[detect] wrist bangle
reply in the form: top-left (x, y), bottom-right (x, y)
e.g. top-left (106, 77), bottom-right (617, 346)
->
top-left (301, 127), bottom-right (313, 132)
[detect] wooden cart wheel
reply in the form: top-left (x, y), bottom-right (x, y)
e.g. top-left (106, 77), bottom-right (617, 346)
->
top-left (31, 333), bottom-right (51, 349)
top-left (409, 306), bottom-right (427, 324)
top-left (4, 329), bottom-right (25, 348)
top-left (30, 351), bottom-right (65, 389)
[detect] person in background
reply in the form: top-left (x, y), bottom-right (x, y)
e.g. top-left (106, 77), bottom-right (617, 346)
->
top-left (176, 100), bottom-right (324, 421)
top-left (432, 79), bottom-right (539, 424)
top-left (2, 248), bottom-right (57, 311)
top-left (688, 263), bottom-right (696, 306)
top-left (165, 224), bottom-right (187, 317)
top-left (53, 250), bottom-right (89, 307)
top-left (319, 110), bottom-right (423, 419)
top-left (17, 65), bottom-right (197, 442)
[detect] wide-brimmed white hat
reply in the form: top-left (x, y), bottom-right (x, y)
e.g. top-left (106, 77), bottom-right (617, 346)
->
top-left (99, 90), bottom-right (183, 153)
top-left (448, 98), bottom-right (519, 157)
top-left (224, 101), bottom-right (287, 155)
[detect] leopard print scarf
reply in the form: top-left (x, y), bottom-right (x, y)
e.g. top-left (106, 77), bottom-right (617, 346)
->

#####

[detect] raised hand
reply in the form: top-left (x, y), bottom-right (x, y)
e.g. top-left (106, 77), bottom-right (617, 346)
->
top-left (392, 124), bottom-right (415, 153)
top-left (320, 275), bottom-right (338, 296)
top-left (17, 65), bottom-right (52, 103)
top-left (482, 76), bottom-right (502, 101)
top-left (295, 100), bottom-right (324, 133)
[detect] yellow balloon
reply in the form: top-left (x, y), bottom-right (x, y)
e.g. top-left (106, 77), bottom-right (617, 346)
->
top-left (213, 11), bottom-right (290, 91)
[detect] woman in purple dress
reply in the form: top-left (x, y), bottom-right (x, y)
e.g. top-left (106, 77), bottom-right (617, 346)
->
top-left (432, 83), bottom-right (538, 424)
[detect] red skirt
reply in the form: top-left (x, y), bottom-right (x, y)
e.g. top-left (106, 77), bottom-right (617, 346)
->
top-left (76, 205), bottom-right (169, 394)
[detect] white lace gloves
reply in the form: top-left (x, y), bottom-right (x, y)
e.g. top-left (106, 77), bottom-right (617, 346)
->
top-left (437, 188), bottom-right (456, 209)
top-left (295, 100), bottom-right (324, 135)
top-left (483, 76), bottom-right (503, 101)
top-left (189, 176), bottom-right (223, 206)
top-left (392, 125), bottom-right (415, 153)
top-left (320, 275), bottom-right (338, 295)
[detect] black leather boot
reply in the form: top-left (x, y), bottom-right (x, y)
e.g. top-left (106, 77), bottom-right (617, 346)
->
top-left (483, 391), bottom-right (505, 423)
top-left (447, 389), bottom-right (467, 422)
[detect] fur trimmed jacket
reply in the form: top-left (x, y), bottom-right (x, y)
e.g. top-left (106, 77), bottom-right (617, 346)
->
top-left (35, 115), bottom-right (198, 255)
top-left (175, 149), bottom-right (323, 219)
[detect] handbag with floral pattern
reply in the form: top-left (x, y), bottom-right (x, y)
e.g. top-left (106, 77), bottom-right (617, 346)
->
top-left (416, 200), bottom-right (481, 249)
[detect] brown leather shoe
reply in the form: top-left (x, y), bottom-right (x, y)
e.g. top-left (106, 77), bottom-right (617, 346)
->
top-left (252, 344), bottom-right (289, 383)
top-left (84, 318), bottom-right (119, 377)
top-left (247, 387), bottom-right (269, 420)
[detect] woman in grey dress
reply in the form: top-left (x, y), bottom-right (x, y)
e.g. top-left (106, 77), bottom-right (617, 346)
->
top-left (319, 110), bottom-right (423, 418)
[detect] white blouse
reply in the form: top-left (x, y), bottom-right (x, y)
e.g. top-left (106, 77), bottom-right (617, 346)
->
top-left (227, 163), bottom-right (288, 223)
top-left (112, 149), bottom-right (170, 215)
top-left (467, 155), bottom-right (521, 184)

#####

**How to complete this task:** In the material above, locate the line containing "[detect] handbag with floral pattern" and the line containing "[detect] brown leather shoe". Transcribe exactly those two lines and every line between them, and nothing more.

**Response to the task:**
[detect] handbag with floral pattern
reply in the form: top-left (x, y), bottom-right (x, y)
e.g. top-left (106, 77), bottom-right (617, 346)
->
top-left (416, 200), bottom-right (481, 249)
[detect] brown leather shoe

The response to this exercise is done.